> ASSIGNMENT
Starting at the line that holds "positive clicks: (476, 783) (470, 782)" and stopping at the line that holds "113L226 115L198 155L124", restate the records below word for word, with both of those lines included.

> DATA EXTRACT
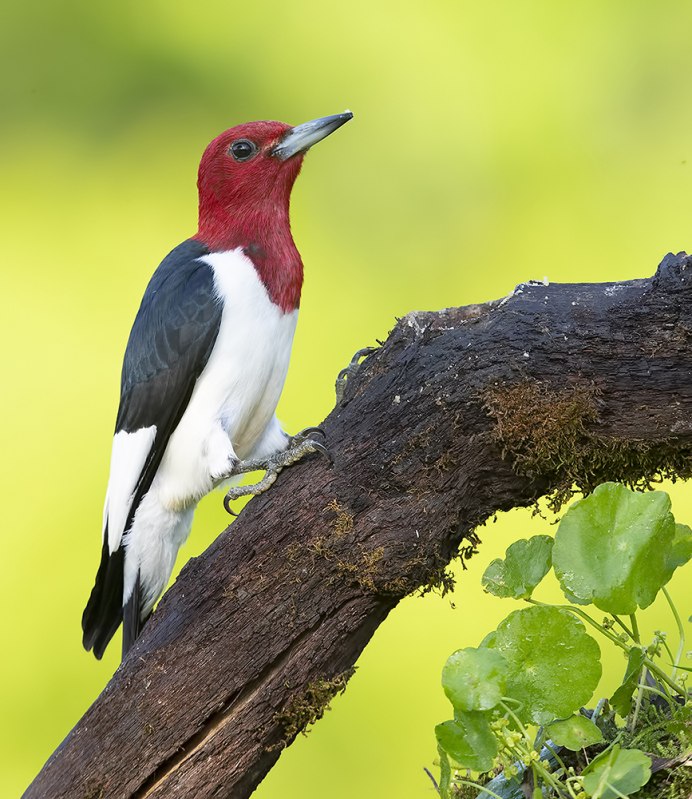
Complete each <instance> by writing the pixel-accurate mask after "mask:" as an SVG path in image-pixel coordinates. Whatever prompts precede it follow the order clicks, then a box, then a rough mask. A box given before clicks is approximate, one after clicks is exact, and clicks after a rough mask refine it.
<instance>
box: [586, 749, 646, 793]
mask: <svg viewBox="0 0 692 799" xmlns="http://www.w3.org/2000/svg"><path fill="white" fill-rule="evenodd" d="M583 776H584V788H585V790H586V792H587V793H588V794H589V796H591V797H592V799H617V797H619V796H622V795H625V796H629V795H630V794H633V793H634V792H635V791H638V790H639V789H640V788H641V787H642V786H644V785H646V783H647V782H648V781H649V779H650V777H651V761H650V760H649V758H648V757H647V756H646V755H645V754H644V752H640V751H639V749H620V747H619V746H618V745H617V744H616V745H615V746H614V747H613V748H612V749H608V750H607V751H605V752H603V754H600V755H599V756H598V757H597V758H594V759H593V760H592V761H591V763H590V764H589V766H587V767H586V768H585V769H584V771H583Z"/></svg>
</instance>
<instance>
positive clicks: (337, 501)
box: [325, 499, 353, 536]
mask: <svg viewBox="0 0 692 799" xmlns="http://www.w3.org/2000/svg"><path fill="white" fill-rule="evenodd" d="M325 510H330V511H332V512H333V513H335V514H336V519H335V520H334V523H333V525H332V526H333V528H334V532H335V533H336V534H337V535H338V536H342V535H346V533H350V532H351V530H353V514H352V513H351V512H350V511H349V510H348V509H347V508H346V506H345V505H342V504H341V503H340V502H339V501H338V500H336V499H333V500H331V501H330V502H329V503H328V505H327V507H326V508H325Z"/></svg>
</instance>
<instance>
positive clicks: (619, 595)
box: [553, 483, 687, 614]
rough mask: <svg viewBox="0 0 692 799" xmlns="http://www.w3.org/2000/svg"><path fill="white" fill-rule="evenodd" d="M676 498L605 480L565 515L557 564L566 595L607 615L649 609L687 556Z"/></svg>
mask: <svg viewBox="0 0 692 799" xmlns="http://www.w3.org/2000/svg"><path fill="white" fill-rule="evenodd" d="M674 540H676V529H675V520H674V519H673V514H672V513H671V512H670V499H669V497H668V495H667V494H666V493H664V492H662V491H650V492H647V493H645V494H642V493H637V492H635V491H630V490H629V489H628V488H626V487H625V486H623V485H619V484H617V483H603V484H602V485H600V486H598V488H597V489H596V490H595V491H594V492H593V494H591V495H590V496H588V497H585V498H584V499H582V500H579V501H578V502H575V503H574V504H573V505H572V506H571V507H570V508H569V510H568V511H567V513H565V515H564V517H563V519H562V521H561V522H560V526H559V527H558V530H557V533H556V535H555V545H554V547H553V566H554V567H555V573H556V575H557V578H558V580H559V581H560V585H561V586H562V589H563V591H564V593H565V595H566V596H567V597H568V599H570V600H571V601H576V602H577V603H579V604H591V603H593V604H594V605H596V607H597V608H600V609H601V610H604V611H606V612H607V613H615V614H630V613H634V612H635V610H636V609H637V607H640V608H646V607H648V606H649V605H650V604H651V603H652V602H653V601H654V599H655V597H656V594H657V593H658V591H659V590H660V588H661V587H662V586H663V585H665V584H666V583H667V582H668V580H670V578H671V576H672V574H673V571H674V570H675V568H676V566H677V565H680V561H681V559H682V558H683V557H684V555H685V553H686V550H687V544H686V539H685V535H684V531H680V534H679V537H678V539H677V543H676V544H675V546H673V542H674Z"/></svg>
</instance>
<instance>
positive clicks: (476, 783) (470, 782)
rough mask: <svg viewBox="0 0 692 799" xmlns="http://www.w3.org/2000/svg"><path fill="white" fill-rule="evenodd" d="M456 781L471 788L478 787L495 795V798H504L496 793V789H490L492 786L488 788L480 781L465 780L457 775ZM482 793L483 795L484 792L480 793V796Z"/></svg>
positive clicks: (481, 794) (454, 781) (485, 791)
mask: <svg viewBox="0 0 692 799" xmlns="http://www.w3.org/2000/svg"><path fill="white" fill-rule="evenodd" d="M454 782H457V783H459V785H468V786H469V787H470V788H478V789H480V790H481V791H484V792H485V793H487V794H488V796H493V797H495V799H502V797H501V796H500V795H499V794H496V793H495V791H492V790H490V788H486V787H484V786H483V785H481V784H480V783H478V782H474V781H473V780H464V779H461V778H459V777H455V778H454ZM482 795H483V794H482V793H481V794H479V796H482Z"/></svg>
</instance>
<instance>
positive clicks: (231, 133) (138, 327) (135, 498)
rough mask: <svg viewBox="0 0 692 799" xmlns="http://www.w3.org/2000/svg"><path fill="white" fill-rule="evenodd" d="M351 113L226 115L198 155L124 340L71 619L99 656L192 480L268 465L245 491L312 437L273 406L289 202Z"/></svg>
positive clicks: (127, 650)
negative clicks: (106, 485) (94, 534)
mask: <svg viewBox="0 0 692 799" xmlns="http://www.w3.org/2000/svg"><path fill="white" fill-rule="evenodd" d="M351 117H352V114H351V113H350V112H345V113H343V114H336V115H334V116H330V117H324V118H322V119H316V120H313V121H312V122H307V123H305V124H304V125H298V126H297V127H294V128H292V127H290V126H289V125H286V124H283V123H281V122H251V123H248V124H245V125H239V126H237V127H235V128H231V129H230V130H227V131H225V133H222V134H221V135H220V136H217V138H216V139H214V140H213V141H212V142H211V144H210V145H209V146H208V147H207V149H206V150H205V152H204V155H203V156H202V161H201V163H200V167H199V177H198V180H197V186H198V189H199V229H198V231H197V233H196V234H195V235H194V236H193V237H192V238H191V239H188V240H187V241H184V242H183V243H182V244H180V245H179V246H178V247H176V248H175V249H174V250H173V251H172V252H170V253H169V254H168V255H167V256H166V257H165V258H164V260H163V261H162V262H161V264H160V266H159V267H158V269H157V270H156V271H155V272H154V275H153V277H152V278H151V281H150V282H149V285H148V286H147V289H146V291H145V293H144V297H143V299H142V304H141V306H140V308H139V312H138V313H137V317H136V319H135V322H134V325H133V327H132V331H131V333H130V338H129V341H128V344H127V349H126V351H125V359H124V362H123V369H122V379H121V390H120V407H119V410H118V417H117V421H116V424H115V437H114V439H113V449H112V454H111V467H110V477H109V480H108V490H107V492H106V502H105V507H104V512H103V549H102V554H101V565H100V566H99V570H98V574H97V576H96V583H95V585H94V588H93V590H92V592H91V596H90V598H89V602H88V603H87V606H86V609H85V610H84V614H83V617H82V629H83V631H84V637H83V642H84V647H85V648H86V649H87V650H90V649H93V652H94V655H96V657H97V658H100V657H101V656H102V655H103V652H104V650H105V648H106V646H107V645H108V642H109V641H110V639H111V638H112V637H113V635H114V634H115V632H116V630H117V629H118V627H119V625H120V623H121V622H123V656H124V655H125V654H126V653H127V651H128V649H129V648H130V647H131V646H132V644H133V642H134V640H135V639H136V637H137V635H138V634H139V632H140V629H141V626H142V625H143V624H144V622H145V621H146V620H147V618H148V617H149V615H150V614H151V612H152V609H153V606H154V603H155V602H156V600H157V599H158V597H159V596H160V595H161V593H162V592H163V590H164V589H165V587H166V584H167V582H168V580H169V578H170V576H171V572H172V570H173V564H174V563H175V559H176V556H177V554H178V549H179V548H180V546H181V545H182V544H183V542H184V541H185V540H186V539H187V536H188V533H189V531H190V526H191V524H192V516H193V514H194V511H195V507H196V505H197V503H198V502H199V500H200V499H201V498H202V497H203V496H204V495H205V494H207V493H209V492H210V491H211V490H212V489H213V488H215V487H217V486H218V485H220V484H221V483H223V482H225V481H227V480H228V479H229V477H231V476H233V475H235V474H240V473H242V472H244V471H248V470H249V469H250V468H258V466H263V467H264V468H266V469H267V470H268V473H267V477H265V479H264V480H263V481H262V482H261V483H260V484H258V486H256V487H255V489H254V490H253V489H250V490H249V491H247V490H245V489H242V490H238V489H235V492H236V493H235V494H233V496H239V495H241V494H242V493H258V491H260V490H263V489H264V488H265V487H267V485H268V484H269V483H271V482H272V481H273V479H274V477H275V474H276V472H277V471H278V469H280V468H281V467H282V466H285V465H288V464H290V463H293V462H295V460H297V459H298V458H300V457H302V455H304V454H306V453H307V452H314V451H315V450H316V449H322V447H321V445H320V444H319V443H317V442H315V441H313V440H312V439H310V438H309V437H308V436H307V435H304V436H300V434H299V436H297V437H295V438H293V439H292V438H289V437H288V436H287V435H286V433H284V431H283V430H282V429H281V426H280V424H279V422H278V421H277V419H276V416H275V415H274V411H275V409H276V405H277V403H278V400H279V396H280V394H281V390H282V388H283V384H284V380H285V378H286V372H287V370H288V361H289V357H290V354H291V345H292V342H293V333H294V331H295V327H296V321H297V318H298V306H299V303H300V290H301V286H302V282H303V264H302V261H301V258H300V254H299V253H298V250H297V249H296V246H295V244H294V242H293V238H292V236H291V229H290V224H289V200H290V195H291V189H292V187H293V183H294V181H295V179H296V177H297V176H298V173H299V172H300V168H301V165H302V162H303V157H304V155H305V153H306V151H307V150H308V149H309V148H310V147H311V146H312V145H313V144H316V143H317V142H319V141H320V140H321V139H324V138H325V137H326V136H328V135H329V134H330V133H332V132H333V131H335V130H336V129H337V128H339V127H340V126H341V125H343V124H344V123H345V122H347V121H348V120H349V119H351ZM313 430H314V428H313ZM229 496H231V495H230V494H229Z"/></svg>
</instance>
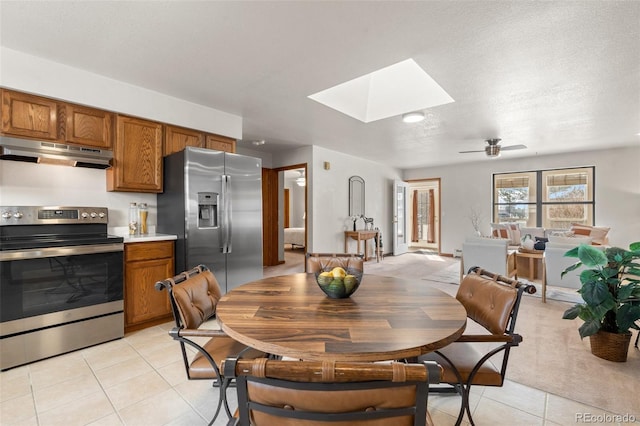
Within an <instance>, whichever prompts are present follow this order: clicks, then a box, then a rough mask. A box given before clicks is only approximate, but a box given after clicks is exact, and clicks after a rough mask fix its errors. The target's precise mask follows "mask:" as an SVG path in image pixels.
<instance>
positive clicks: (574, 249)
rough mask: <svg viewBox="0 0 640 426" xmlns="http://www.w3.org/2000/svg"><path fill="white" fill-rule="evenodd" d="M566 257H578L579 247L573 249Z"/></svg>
mask: <svg viewBox="0 0 640 426" xmlns="http://www.w3.org/2000/svg"><path fill="white" fill-rule="evenodd" d="M564 257H576V258H577V257H578V247H573V248H572V249H570V250H567V252H566V253H565V254H564Z"/></svg>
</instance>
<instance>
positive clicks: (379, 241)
mask: <svg viewBox="0 0 640 426" xmlns="http://www.w3.org/2000/svg"><path fill="white" fill-rule="evenodd" d="M373 244H374V246H375V250H376V263H380V247H379V245H378V244H380V233H379V232H377V233H376V237H375V239H374V240H373Z"/></svg>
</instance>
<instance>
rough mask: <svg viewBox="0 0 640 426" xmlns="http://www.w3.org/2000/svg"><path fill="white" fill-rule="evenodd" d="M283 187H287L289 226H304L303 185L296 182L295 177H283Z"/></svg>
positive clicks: (301, 227)
mask: <svg viewBox="0 0 640 426" xmlns="http://www.w3.org/2000/svg"><path fill="white" fill-rule="evenodd" d="M284 187H285V188H288V189H289V226H290V227H291V228H304V213H305V211H304V195H305V187H304V186H299V185H298V184H297V183H296V178H288V179H285V182H284Z"/></svg>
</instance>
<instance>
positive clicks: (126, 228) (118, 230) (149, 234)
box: [108, 226, 178, 244]
mask: <svg viewBox="0 0 640 426" xmlns="http://www.w3.org/2000/svg"><path fill="white" fill-rule="evenodd" d="M108 232H109V234H111V235H117V236H119V237H123V238H124V243H125V244H126V243H144V242H147V241H169V240H176V239H178V236H177V235H171V234H159V233H156V228H155V226H150V227H149V233H148V234H144V235H129V228H128V227H126V226H119V227H115V228H109V230H108Z"/></svg>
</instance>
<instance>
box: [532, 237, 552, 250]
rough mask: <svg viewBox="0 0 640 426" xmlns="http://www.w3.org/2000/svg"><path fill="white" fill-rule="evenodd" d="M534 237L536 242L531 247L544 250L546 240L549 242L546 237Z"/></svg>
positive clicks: (547, 239) (546, 242)
mask: <svg viewBox="0 0 640 426" xmlns="http://www.w3.org/2000/svg"><path fill="white" fill-rule="evenodd" d="M535 238H536V243H535V244H534V245H533V248H534V249H536V250H544V249H545V247H546V245H547V242H549V239H548V238H540V237H535Z"/></svg>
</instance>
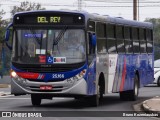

> RESULT OF THE TASK
positive clicks: (476, 783) (470, 782)
rough mask: <svg viewBox="0 0 692 799" xmlns="http://www.w3.org/2000/svg"><path fill="white" fill-rule="evenodd" d="M456 781L471 788L478 787L495 795V798H504L496 793V789H490L492 786L488 788L480 781L465 780L457 775ZM482 793L483 795L484 792L480 793V796Z"/></svg>
positive clicks: (481, 794) (454, 781) (485, 791)
mask: <svg viewBox="0 0 692 799" xmlns="http://www.w3.org/2000/svg"><path fill="white" fill-rule="evenodd" d="M454 782H457V783H459V785H468V786H469V787H470V788H478V789H480V790H481V791H484V792H485V793H487V794H488V796H493V797H495V799H502V797H501V796H500V795H499V794H496V793H495V791H492V790H490V788H486V787H484V786H483V785H481V784H480V783H478V782H474V781H473V780H464V779H461V778H459V777H455V778H454ZM482 795H483V794H482V793H481V794H479V796H482Z"/></svg>
</instance>
<instance>
positive clicks: (231, 133) (138, 327) (135, 498)
rough mask: <svg viewBox="0 0 692 799" xmlns="http://www.w3.org/2000/svg"><path fill="white" fill-rule="evenodd" d="M351 113L226 115L198 155L124 340L71 619L99 656L192 480L268 465L245 491L312 437L273 406L289 202Z"/></svg>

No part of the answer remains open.